#### Exercise text ####
Lived experience informing the Scottish Mental Health Law Review
- grahamcmorgan1963
- Mar 27, 2022
- 5 min read

REFORMING THE MENTAL HEALTH ACT (MHA) IN ENGLAND AND WALES:
THINKING CRITICALLY ABOUT GOVERNMENT PROPOSALS
March 2022
Lived experience informing the Scottish Mental Health Law Review
Graham Morgan (and later Alison Rankin and Karen Martin)
Hello
I am meant to be talking about my involvement in the Scottish review of mental health legislation. I am joint vice chair of this review alongside Karen who is also here today.
Trying to reflect on my personal involvement in the Scott review in five minutes is very difficult indeed and reminds me of the need to write something more extensive about such positions in the future.
Before I get onto the negative, let me talk of the positive – we, as lived experience people comprise fifty percent of the executive committee of the review; the final decisions we reach will be determined to a great extent by us. Likewise, we strived to have fifty percent lived experience representation on our numerous advisory groups and in our current work we have a practitioners reference group but we also have a lived experience reference group of equal importance. I, as a person who has been and still am sectioned, chair the involuntary and coercive treatment workstream of the review which in some ways, is pretty crucial to a review like this. To me this is astonishing; turns my past experience of power, policy and involvement on its head.
#### Data to examine ####
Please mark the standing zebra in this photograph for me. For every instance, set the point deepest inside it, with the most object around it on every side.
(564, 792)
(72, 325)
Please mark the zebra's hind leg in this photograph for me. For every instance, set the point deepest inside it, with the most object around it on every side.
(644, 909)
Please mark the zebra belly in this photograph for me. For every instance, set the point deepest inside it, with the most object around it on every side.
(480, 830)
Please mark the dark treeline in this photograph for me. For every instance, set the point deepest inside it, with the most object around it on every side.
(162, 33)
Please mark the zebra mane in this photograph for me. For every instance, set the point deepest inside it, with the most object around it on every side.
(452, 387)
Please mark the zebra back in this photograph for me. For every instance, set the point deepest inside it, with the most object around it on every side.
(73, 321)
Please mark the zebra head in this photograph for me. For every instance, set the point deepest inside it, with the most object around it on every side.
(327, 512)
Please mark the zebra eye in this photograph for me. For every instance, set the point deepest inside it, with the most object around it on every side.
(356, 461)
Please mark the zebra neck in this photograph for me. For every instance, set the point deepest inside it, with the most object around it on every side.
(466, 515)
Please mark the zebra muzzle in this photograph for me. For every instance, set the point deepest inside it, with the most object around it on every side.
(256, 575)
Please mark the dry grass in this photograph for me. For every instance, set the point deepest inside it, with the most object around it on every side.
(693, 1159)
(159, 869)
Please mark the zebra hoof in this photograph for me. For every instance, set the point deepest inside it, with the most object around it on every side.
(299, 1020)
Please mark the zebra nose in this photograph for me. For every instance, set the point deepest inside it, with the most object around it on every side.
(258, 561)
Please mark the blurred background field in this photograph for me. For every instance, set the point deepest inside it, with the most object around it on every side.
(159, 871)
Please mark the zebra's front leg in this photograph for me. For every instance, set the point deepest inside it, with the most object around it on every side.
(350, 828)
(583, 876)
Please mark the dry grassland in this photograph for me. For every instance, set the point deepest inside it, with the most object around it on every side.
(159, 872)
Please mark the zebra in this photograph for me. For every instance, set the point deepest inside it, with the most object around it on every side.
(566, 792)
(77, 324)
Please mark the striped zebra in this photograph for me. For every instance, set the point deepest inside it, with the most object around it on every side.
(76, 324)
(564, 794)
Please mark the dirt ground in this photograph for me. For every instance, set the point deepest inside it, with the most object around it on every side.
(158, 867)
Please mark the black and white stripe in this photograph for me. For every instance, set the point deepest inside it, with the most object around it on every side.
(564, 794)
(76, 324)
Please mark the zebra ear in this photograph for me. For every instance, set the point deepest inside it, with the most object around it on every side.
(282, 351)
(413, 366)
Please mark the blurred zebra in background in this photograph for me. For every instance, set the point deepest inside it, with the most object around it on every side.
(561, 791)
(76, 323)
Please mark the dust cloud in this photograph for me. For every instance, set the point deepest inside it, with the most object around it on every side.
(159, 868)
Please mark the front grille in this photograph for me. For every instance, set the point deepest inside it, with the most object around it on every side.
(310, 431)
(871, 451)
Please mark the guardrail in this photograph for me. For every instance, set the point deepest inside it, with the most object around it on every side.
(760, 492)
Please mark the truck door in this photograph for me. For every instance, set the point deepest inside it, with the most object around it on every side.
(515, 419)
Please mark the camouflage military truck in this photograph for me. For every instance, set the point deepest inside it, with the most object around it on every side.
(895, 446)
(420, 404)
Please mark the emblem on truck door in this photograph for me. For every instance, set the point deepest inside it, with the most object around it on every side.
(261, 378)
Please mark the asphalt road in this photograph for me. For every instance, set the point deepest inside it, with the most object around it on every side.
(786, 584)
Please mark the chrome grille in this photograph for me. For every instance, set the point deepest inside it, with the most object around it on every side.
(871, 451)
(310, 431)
####
» **Requirement 1**
Answer these questions about the lived experience text:
(a) What position does the speaker hold in the Scottish review of mental health legislation?
(b) How many minutes does the speaker have to reflect on personal involvement in the review?
(c) What share of the review's executive committee is made up of lived experience people?
» **Requirement 2**
Reproduce a passage from the lived experience text word for word, starting at "REFORMING THE MENTAL" and ending at "and Karen Martin)".

» **Solution 1**
(a) Joint vice chair
(b) Five minutes
(c) Fifty percent

» **Solution 2**
REFORMING THE MENTAL HEALTH ACT (MHA) IN ENGLAND AND WALES:
THINKING CRITICALLY ABOUT GOVERNMENT PROPOSALS
March 2022
Lived experience informing the Scottish Mental Health Law Review
Graham Morgan (and later Alison Rankin and Karen Martin)